[Texto seleccionado]
Nunca le perdonó a Hermes Binner que lo señalara como responsable de aquel drama y lo acusara de las muertes por la represión de diciembre del 2001 en Santa Fe. La herida lo acompañó hasta el final. “Lo que más me enoja de la política es la traición, el desagradecimiento y la agresión personal. Mi enojo con él es irreconciliable. Adjudicarme las muertes y la inundación es de una mala leche descomunal. Es de un tipo de mala entraña”, llegó a declarar casi 10 años después.
La relación con Kirchner
Su desconfianza respecto de Kirchner se acentuó cuando el santacruceño asumió la presidencia. Intuía que el gobierno nacional alentaba las acusaciones en su contra. En la campaña de aquel 2003 para la gobernación en Santa Fe él tenía todo organizado para que Horacio Rosatti fuera el candidato del PJ a la sucesión y Kirchner se lo sopló: lo nombró ministro de Justicia. La Casa Rosada impulsó la fórmula Jorge Obeid-María Eugenia Bielsa en una contienda de postulantes múltiples con ley de lemas. Lole hizo una campaña incansable para un candidato sin chances, su amigo Alberto Hammerley . Podía pasar horas comiendo guisos con jugo Tang en las villas del sur de Rosario, donde lo recibían como un héroe en casillas de chapa que lucían posters ajados de él en traje antiflama subido a una Ferrari. Se impuso Obeid. Él tuvo su reivindicación dos meses después en las elecciones para el Senado nacional, donde arrasó con el 56% de los votos.
Kirchner siempre lo trató con cuidado: si lo operaba ocultaba la mano, atento al prestigio y el caudal electoral que retenía ese gringo enigmático que el peronismo nunca terminó de entender. Lo designó presidente de la Comisión de Asuntos Exteriores del Senado y lo sumaba a los viajes por el mundo en los que intentaba mostrarse como un político previsible y racional. Lole lo acompañaba, sin dejar nunca de ejercitar una prudencial distancia. Cristina se sentaba banca de por medio en el recinto.

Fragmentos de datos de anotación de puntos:
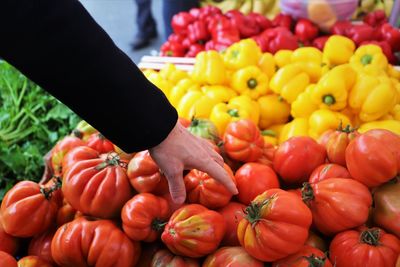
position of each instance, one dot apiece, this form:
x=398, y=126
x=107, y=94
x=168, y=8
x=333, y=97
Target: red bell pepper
x=198, y=32
x=172, y=49
x=361, y=33
x=391, y=35
x=386, y=49
x=341, y=27
x=261, y=20
x=280, y=38
x=320, y=42
x=181, y=21
x=375, y=18
x=305, y=30
x=194, y=49
x=282, y=20
x=246, y=25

[Problema a resolver] Edita el fragmento del texto seleccionado que va desde "Nunca le perdonó" hasta "10 años después.", ambos incluidos, y sustituye "descomunal" por "enorme".

[Ejercicio resuelto]
Nunca le perdonó a Hermes Binner que lo señalara como responsable de aquel drama y lo acusara de las muertes por la represión de diciembre del 2001 en Santa Fe. La herida lo acompañó hasta el final. “Lo que más me enoja de la política es la traición, el desagradecimiento y la agresión personal. Mi enojo con él es irreconciliable. Adjudicarme las muertes y la inundación es de una mala leche enorme. Es de un tipo de mala entraña”, llegó a declarar casi 10 años después.